[EXERCISE]:
Please output only the lines that run from the line containing "granite wall panel." through the end of the material below, exactly.
-- Begin EXTRACTED DATA --
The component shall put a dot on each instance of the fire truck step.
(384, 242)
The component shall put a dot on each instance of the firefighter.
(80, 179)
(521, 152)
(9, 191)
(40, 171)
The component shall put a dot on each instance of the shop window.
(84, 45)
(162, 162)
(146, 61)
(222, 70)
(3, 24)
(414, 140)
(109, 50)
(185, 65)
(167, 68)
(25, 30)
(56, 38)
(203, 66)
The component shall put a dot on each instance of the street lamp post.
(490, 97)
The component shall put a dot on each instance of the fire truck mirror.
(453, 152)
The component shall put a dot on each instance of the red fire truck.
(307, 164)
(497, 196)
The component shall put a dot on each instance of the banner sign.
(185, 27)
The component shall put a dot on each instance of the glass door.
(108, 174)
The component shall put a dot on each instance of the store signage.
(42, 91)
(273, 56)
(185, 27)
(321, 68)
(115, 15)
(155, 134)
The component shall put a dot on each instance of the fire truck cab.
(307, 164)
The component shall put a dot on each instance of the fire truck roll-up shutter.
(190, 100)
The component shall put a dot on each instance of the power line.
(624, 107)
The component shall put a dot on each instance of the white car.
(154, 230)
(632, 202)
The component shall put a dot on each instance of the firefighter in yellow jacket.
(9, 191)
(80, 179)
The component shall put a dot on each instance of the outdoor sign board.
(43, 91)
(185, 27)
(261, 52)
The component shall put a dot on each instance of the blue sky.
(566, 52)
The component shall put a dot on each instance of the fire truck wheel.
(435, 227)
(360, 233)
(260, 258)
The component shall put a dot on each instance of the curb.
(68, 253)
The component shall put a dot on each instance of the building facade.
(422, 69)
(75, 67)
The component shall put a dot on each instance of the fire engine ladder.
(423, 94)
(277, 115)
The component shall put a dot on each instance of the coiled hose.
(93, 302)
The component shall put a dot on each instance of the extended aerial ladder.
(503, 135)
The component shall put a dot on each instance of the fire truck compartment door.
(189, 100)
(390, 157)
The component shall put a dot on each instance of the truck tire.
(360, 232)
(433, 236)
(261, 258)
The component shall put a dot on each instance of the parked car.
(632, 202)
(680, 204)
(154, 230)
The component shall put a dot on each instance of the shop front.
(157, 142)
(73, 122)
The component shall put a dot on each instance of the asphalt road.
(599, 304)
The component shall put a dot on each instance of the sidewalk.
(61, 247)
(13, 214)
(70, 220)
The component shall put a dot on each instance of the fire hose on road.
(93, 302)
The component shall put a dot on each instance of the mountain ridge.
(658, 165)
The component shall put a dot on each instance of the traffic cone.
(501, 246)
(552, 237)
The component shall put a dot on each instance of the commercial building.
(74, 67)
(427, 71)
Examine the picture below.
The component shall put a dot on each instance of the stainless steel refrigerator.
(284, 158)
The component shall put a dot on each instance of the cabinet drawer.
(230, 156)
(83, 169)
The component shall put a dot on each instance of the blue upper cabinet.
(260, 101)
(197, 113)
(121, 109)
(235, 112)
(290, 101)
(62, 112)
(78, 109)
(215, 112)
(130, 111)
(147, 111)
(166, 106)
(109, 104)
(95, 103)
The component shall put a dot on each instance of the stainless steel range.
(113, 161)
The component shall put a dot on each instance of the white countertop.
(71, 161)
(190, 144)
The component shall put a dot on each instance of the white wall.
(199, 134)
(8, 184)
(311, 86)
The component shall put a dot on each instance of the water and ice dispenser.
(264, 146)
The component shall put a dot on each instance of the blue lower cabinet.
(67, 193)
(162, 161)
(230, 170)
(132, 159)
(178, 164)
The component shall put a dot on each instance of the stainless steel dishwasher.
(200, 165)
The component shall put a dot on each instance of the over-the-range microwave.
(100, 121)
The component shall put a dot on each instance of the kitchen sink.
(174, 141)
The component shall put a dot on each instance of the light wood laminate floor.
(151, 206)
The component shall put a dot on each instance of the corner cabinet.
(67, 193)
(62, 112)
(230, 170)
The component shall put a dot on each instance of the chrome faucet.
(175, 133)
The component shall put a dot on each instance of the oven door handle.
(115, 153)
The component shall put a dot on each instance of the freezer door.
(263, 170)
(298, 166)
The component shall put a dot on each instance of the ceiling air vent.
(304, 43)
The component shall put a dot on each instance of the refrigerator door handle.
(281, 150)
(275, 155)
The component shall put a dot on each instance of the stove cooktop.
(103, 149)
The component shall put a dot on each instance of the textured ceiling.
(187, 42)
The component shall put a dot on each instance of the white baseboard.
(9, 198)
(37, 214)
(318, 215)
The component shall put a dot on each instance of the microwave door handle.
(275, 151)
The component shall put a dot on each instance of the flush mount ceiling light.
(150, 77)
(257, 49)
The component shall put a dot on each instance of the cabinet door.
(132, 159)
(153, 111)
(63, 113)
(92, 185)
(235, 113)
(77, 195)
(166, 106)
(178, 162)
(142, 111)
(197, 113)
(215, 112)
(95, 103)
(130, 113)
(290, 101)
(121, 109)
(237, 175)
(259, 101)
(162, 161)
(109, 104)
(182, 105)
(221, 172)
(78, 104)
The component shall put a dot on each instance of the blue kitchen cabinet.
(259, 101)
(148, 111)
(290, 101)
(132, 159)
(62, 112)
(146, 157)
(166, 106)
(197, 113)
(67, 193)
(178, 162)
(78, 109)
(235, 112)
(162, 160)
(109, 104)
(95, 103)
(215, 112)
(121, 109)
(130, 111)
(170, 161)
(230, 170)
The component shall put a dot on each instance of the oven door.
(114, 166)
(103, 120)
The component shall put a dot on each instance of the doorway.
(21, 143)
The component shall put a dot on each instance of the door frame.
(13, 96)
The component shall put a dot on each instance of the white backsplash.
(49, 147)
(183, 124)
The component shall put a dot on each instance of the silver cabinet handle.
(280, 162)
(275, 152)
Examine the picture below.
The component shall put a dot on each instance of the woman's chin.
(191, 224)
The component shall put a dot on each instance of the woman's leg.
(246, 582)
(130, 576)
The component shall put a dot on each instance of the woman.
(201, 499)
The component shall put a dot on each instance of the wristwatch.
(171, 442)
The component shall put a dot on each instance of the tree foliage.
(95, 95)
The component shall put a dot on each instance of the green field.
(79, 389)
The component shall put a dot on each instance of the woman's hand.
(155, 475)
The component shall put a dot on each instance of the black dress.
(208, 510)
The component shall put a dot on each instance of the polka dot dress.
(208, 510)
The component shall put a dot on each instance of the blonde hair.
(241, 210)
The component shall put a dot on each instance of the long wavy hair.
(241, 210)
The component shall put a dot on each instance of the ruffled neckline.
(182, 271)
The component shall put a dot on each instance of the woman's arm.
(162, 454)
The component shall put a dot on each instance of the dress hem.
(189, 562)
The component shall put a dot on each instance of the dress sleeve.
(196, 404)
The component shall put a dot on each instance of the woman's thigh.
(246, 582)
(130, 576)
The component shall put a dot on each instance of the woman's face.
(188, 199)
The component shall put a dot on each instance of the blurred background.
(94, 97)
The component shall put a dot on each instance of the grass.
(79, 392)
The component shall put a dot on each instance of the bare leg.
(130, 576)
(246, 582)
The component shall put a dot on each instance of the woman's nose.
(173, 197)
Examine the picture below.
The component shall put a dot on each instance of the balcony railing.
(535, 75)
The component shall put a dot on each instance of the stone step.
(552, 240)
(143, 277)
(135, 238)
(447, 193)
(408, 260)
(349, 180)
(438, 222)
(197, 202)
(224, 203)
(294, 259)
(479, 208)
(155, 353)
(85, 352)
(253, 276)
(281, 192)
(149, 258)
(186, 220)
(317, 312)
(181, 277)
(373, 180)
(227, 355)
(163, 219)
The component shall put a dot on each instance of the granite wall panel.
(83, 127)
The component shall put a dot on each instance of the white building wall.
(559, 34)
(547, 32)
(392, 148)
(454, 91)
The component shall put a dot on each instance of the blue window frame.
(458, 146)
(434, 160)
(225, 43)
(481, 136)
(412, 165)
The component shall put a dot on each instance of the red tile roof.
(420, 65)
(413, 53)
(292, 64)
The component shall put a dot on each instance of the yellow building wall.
-- End EXTRACTED DATA --
[RESULT]:
The component shall put a dot on each instance of the granite wall panel.
(83, 127)
The component shall put a dot on each instance of the white building wall.
(559, 34)
(547, 32)
(392, 148)
(454, 91)
The component shall put a dot on each instance of the blue window frame.
(458, 146)
(434, 160)
(225, 43)
(481, 136)
(412, 165)
The component shall put a dot on each instance of the red tile roof.
(420, 65)
(413, 53)
(292, 64)
The component shall put a dot on each instance of the yellow building wall.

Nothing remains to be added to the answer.